Problem statement
Please count how many lines in the entries below contain "outline" and reply with the figure alone.

Provided data
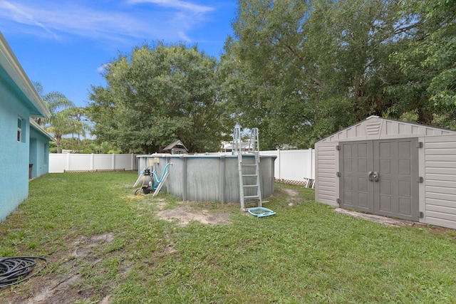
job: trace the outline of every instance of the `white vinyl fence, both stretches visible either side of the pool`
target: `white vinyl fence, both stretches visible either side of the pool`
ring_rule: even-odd
[[[315,150],[271,150],[261,155],[275,155],[274,177],[305,182],[315,179]],[[137,154],[49,154],[49,172],[138,170]]]

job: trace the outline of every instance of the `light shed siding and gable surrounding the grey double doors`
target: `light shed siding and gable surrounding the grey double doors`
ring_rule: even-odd
[[[316,142],[316,200],[333,206],[339,193],[338,151],[342,142],[416,138],[421,223],[456,229],[456,131],[371,116]]]

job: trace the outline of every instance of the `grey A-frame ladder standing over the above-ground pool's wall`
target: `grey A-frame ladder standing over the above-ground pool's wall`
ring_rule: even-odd
[[[252,133],[250,135],[249,147],[245,154],[254,155],[254,163],[243,162],[243,149],[241,142],[241,130],[240,126],[237,124],[234,127],[233,134],[233,146],[234,150],[237,153],[237,165],[239,169],[239,195],[241,200],[241,209],[242,211],[247,211],[245,208],[246,201],[257,201],[258,206],[262,206],[261,202],[261,187],[259,180],[259,140],[258,140],[258,128],[252,128]],[[247,159],[244,157],[244,160]],[[250,157],[249,157],[250,159]],[[254,191],[256,190],[256,191]],[[252,194],[256,193],[256,194]],[[249,195],[245,195],[248,193]]]

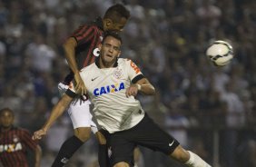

Task result
3